▶ **What this task involves**:
Could you give the records below again exactly as they stand?

▶ **Task material**:
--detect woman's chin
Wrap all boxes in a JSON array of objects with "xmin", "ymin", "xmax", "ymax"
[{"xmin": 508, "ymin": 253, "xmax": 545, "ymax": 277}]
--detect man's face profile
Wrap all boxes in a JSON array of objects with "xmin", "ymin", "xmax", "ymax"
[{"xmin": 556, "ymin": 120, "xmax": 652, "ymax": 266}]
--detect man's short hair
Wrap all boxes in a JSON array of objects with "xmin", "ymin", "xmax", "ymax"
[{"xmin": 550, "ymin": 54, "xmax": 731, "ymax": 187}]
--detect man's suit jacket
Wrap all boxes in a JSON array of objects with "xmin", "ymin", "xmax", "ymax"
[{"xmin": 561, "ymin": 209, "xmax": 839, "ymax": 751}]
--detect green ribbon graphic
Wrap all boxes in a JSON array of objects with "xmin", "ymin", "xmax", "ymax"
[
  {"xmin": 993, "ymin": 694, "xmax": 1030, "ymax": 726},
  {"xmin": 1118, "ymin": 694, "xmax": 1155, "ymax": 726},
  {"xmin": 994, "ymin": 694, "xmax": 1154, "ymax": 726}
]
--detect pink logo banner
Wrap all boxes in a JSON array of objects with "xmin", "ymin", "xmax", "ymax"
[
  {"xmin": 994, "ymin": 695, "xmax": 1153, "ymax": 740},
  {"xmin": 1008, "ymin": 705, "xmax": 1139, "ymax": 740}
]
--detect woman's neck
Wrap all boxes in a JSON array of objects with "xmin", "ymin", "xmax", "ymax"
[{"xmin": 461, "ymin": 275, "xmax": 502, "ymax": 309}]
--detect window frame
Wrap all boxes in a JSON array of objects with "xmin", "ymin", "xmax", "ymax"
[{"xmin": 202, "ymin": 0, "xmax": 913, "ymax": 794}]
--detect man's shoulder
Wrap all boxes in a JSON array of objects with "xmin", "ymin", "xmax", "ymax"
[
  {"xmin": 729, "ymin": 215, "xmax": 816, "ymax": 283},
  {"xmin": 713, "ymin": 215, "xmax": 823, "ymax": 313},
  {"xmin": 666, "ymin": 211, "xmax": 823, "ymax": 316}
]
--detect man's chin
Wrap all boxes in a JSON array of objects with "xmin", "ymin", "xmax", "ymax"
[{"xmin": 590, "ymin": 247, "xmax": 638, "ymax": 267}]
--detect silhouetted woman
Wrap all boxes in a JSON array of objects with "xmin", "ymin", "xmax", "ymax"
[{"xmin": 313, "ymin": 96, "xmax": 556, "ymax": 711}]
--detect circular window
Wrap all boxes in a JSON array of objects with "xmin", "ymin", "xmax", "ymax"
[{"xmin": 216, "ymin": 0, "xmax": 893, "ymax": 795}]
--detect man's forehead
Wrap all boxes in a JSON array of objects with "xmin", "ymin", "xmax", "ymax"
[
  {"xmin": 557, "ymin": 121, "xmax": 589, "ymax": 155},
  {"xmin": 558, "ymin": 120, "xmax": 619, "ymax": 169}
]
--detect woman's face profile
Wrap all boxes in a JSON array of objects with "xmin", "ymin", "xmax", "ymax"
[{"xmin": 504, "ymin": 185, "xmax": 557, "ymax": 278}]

▶ **Answer space**:
--detect woman's chin
Wrap all boxes in a JSON array of objects with "xmin", "ymin", "xmax", "ymax"
[{"xmin": 508, "ymin": 253, "xmax": 545, "ymax": 277}]
--detect man's face profile
Wrap all boxes in a JSON array of objects with "xmin", "ymin", "xmax", "ymax"
[{"xmin": 556, "ymin": 120, "xmax": 652, "ymax": 266}]
--detect man's short hair
Wrap all boxes in a JSON array of objects with "xmin", "ymin", "xmax", "ymax"
[{"xmin": 550, "ymin": 54, "xmax": 731, "ymax": 187}]
--detect man's suit jacket
Wrap all boxes in a JSON array of objects with "xmin", "ymin", "xmax", "ymax"
[{"xmin": 561, "ymin": 209, "xmax": 839, "ymax": 751}]
--detect green ribbon graphic
Wrap all boxes in a JSON array of objects with "xmin", "ymin", "xmax", "ymax"
[
  {"xmin": 993, "ymin": 694, "xmax": 1030, "ymax": 726},
  {"xmin": 1118, "ymin": 694, "xmax": 1155, "ymax": 726},
  {"xmin": 994, "ymin": 694, "xmax": 1154, "ymax": 726}
]
--detect pink logo banner
Wrap all boxes in a JSON array of objects with "xmin", "ymin", "xmax", "ymax"
[
  {"xmin": 994, "ymin": 695, "xmax": 1153, "ymax": 740},
  {"xmin": 1008, "ymin": 705, "xmax": 1139, "ymax": 740}
]
--detect woman's neck
Wrap all boxes in a JSON array of objects with "xmin", "ymin", "xmax", "ymax"
[{"xmin": 461, "ymin": 275, "xmax": 502, "ymax": 309}]
--detect window frame
Wrap all boxes in a JSON array of objects with "xmin", "ymin", "xmax", "ymax"
[{"xmin": 202, "ymin": 0, "xmax": 913, "ymax": 794}]
--detect man's shoulder
Wrap all boxes in a JSON array of objects with "xmin", "ymin", "xmax", "ymax"
[
  {"xmin": 729, "ymin": 215, "xmax": 816, "ymax": 283},
  {"xmin": 713, "ymin": 215, "xmax": 823, "ymax": 313},
  {"xmin": 666, "ymin": 211, "xmax": 823, "ymax": 316}
]
--detect man's chin
Wrap all boxes in a JSON array of objects with "xmin", "ymin", "xmax", "ymax"
[{"xmin": 590, "ymin": 247, "xmax": 638, "ymax": 267}]
--detect silhouetted woman
Wrap all boxes in a JSON array of objects with "xmin", "ymin", "xmax", "ymax"
[{"xmin": 313, "ymin": 96, "xmax": 556, "ymax": 711}]
--detect circular window
Wrap all boxes in a JSON array of objects with "xmin", "ymin", "xmax", "ymax"
[{"xmin": 216, "ymin": 0, "xmax": 893, "ymax": 795}]
--detect man's forehead
Wrap all boxes in a JSON array of objects with "xmin", "ymin", "xmax", "ymax"
[
  {"xmin": 557, "ymin": 121, "xmax": 589, "ymax": 155},
  {"xmin": 558, "ymin": 120, "xmax": 619, "ymax": 169}
]
--detect woman's face profile
Wrap all boxes in a JSON array of objects with "xmin", "ymin", "xmax", "ymax"
[{"xmin": 504, "ymin": 185, "xmax": 557, "ymax": 278}]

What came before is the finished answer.